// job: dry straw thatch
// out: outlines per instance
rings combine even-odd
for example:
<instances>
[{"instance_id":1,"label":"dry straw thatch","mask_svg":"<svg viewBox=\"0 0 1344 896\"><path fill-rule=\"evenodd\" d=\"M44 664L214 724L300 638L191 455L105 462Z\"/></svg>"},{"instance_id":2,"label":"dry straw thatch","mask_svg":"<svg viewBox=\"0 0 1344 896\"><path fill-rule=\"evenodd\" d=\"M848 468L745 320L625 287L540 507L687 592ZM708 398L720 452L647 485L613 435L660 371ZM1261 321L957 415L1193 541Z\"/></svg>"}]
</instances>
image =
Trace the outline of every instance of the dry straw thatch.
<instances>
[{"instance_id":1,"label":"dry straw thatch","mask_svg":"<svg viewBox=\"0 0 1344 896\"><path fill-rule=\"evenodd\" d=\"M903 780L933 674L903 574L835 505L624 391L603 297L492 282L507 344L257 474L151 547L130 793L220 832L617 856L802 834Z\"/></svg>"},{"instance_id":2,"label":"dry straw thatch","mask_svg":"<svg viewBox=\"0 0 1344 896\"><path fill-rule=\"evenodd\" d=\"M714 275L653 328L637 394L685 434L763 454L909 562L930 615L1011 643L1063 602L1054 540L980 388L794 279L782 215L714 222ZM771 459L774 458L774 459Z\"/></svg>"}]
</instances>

________________________________________

#### Set task
Turn every line of the data above into a numbered list, skipping any blank lines.

#### Solved exercise
1. // job: dry straw thatch
2. // out: outlines per instance
3. rings combine even-odd
4. for example:
5. <instances>
6. [{"instance_id":1,"label":"dry straw thatch","mask_svg":"<svg viewBox=\"0 0 1344 896\"><path fill-rule=\"evenodd\" d=\"M44 664L214 724L300 638L191 455L105 462Z\"/></svg>"},{"instance_id":2,"label":"dry straw thatch","mask_svg":"<svg viewBox=\"0 0 1344 896\"><path fill-rule=\"evenodd\" d=\"M848 468L745 320L625 287L540 507L687 592ZM708 398L720 452L647 485L613 435L660 371ZM1261 321L957 415L1193 541Z\"/></svg>"}]
7. </instances>
8. image =
9. Trace the outline of every instance of the dry straw thatch.
10. <instances>
11. [{"instance_id":1,"label":"dry straw thatch","mask_svg":"<svg viewBox=\"0 0 1344 896\"><path fill-rule=\"evenodd\" d=\"M903 780L933 674L903 574L835 505L624 391L603 297L492 282L507 344L257 474L151 547L130 793L220 832L617 856L802 834Z\"/></svg>"},{"instance_id":2,"label":"dry straw thatch","mask_svg":"<svg viewBox=\"0 0 1344 896\"><path fill-rule=\"evenodd\" d=\"M714 275L653 328L637 394L685 434L763 454L909 562L930 615L1011 643L1063 602L1054 540L980 388L794 279L782 215L714 222ZM771 459L774 458L774 459Z\"/></svg>"}]
12. </instances>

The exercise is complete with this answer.